- ABOUT THIS EXERCISE: With no omissions, write out every record given below.
□ □ □ □ □
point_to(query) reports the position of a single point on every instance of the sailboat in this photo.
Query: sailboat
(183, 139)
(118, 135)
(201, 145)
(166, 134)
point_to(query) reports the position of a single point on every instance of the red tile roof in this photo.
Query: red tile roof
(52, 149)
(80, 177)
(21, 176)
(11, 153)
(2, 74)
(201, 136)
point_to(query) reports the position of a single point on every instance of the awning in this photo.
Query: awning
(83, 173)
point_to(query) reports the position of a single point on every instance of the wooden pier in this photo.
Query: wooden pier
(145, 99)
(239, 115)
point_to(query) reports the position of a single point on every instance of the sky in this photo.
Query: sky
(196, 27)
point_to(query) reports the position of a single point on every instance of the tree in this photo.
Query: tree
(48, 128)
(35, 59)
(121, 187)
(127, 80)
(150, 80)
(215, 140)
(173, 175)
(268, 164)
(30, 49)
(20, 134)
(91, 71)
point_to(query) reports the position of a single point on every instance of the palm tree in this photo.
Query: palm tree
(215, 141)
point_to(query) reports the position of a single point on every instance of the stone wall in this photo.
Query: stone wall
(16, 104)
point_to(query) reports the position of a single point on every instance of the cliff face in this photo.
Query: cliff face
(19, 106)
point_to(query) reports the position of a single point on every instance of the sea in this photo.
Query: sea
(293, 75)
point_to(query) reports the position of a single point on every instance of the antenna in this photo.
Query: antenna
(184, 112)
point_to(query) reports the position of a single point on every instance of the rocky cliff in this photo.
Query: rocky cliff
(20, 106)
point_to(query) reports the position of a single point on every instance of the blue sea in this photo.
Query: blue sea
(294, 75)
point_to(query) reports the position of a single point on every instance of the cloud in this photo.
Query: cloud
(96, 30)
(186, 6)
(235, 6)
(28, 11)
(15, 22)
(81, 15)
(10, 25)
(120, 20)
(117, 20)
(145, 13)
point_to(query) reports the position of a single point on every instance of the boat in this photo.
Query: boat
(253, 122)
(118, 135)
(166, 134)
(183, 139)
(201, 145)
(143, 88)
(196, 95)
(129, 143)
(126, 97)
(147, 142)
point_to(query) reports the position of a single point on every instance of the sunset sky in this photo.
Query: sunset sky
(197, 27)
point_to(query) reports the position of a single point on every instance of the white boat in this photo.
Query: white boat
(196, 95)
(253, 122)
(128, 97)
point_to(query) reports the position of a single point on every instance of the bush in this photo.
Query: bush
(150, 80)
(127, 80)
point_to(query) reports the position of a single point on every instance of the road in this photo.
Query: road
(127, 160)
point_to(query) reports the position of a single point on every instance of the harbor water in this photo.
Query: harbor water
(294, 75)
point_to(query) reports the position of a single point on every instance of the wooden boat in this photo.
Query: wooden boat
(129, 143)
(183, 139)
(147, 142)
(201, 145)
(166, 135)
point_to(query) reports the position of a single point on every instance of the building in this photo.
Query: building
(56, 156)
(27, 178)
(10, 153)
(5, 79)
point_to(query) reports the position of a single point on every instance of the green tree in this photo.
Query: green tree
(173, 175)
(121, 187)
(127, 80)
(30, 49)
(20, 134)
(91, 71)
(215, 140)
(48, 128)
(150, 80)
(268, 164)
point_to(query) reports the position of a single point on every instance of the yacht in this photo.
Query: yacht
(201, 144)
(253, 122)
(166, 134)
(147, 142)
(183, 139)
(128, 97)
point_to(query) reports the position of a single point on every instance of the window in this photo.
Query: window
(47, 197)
□ □ □ □ □
- TASK RESPONSE:
point_to(query) reports the position of a single point on every instance of the sailboat in this photo.
Query: sailboat
(183, 139)
(118, 135)
(201, 145)
(166, 134)
point_to(query) reports the position of a single point on every instance of the red tile roof in this photo.
Query: red tile roof
(52, 149)
(80, 177)
(21, 176)
(11, 153)
(2, 74)
(201, 136)
point_to(query) reports the position of a single point on every instance of the awning in this photo.
Query: awning
(83, 173)
point_to(query) reports the position of a single point on every instance of the wooden pier in this photo.
Query: wooden pier
(145, 99)
(239, 115)
point_to(query) reports the position of a single point on every instance of the sky in this photo.
Query: sky
(196, 27)
point_to(query) reports the position of a single point on every instance of the tree in this photo.
Query: tree
(48, 128)
(35, 59)
(121, 187)
(127, 80)
(150, 80)
(215, 140)
(173, 175)
(268, 164)
(30, 49)
(20, 134)
(91, 71)
point_to(query) reports the position of a single point on every instance of the palm tree in this photo.
Query: palm tree
(215, 141)
point_to(query) reports the position of a single point on every instance of the stone wall in this photo.
Query: stone wall
(16, 104)
point_to(query) reports the position of a single point on every instance of the cliff face in this photo.
Query: cliff face
(19, 106)
point_to(query) reports the position of a single point on every instance of the sea in this photo.
Query: sea
(293, 75)
point_to(query) reports the position of a single point on every instance of the antenna in this photo.
Query: antenna
(184, 112)
point_to(query) reports the position of a single point on every instance of the rocky cliff in this photo.
Query: rocky cliff
(20, 106)
point_to(query) reports the position of a single point on every instance of the blue sea in this photo.
Query: blue sea
(294, 75)
point_to(query) reports the position of a single point on every instance of the cloud in this photo.
Query: cloud
(96, 30)
(186, 6)
(235, 6)
(28, 11)
(15, 22)
(81, 15)
(10, 25)
(120, 20)
(117, 20)
(145, 13)
point_to(query) reports the position of a single point on every instance of the boat in this photo.
Query: boat
(253, 122)
(118, 135)
(166, 134)
(183, 139)
(201, 145)
(143, 88)
(196, 95)
(129, 143)
(126, 97)
(147, 142)
point_to(query) reports the position of a single point on every instance of the sunset sky in this photo.
Query: sunset sky
(197, 27)
point_to(query) reports the position of a single point on every instance of the white boat in this photo.
Query: white boat
(196, 95)
(253, 122)
(128, 97)
point_to(query) reports the position of a single point on every instance of the bush in this photo.
Query: bush
(150, 80)
(127, 80)
point_to(query) reports the position of a single point on every instance of the road in this photo.
Query: road
(127, 160)
point_to(query) reports the position of a single point on every instance of the harbor water in this photo.
Query: harbor water
(294, 75)
point_to(query) reports the position of a single point on every instance of the wooden boat in this photo.
Query: wooden boat
(129, 143)
(183, 139)
(147, 142)
(201, 145)
(166, 135)
point_to(query) reports the position of a single point on every instance of the building in this photo.
Query: building
(56, 156)
(27, 178)
(10, 153)
(5, 79)
point_to(query) reports the position of a single point on every instance of the green tree in this photo.
Query: green tree
(173, 175)
(121, 187)
(127, 80)
(30, 49)
(20, 134)
(91, 71)
(215, 140)
(48, 128)
(150, 80)
(268, 164)
point_to(query) reports the position of a single point on every instance of the yacht in this photo.
Query: yacht
(201, 144)
(253, 122)
(166, 134)
(147, 142)
(183, 139)
(128, 97)
point_to(query) reports the position of a single point on every instance of the window in this photo.
Query: window
(47, 197)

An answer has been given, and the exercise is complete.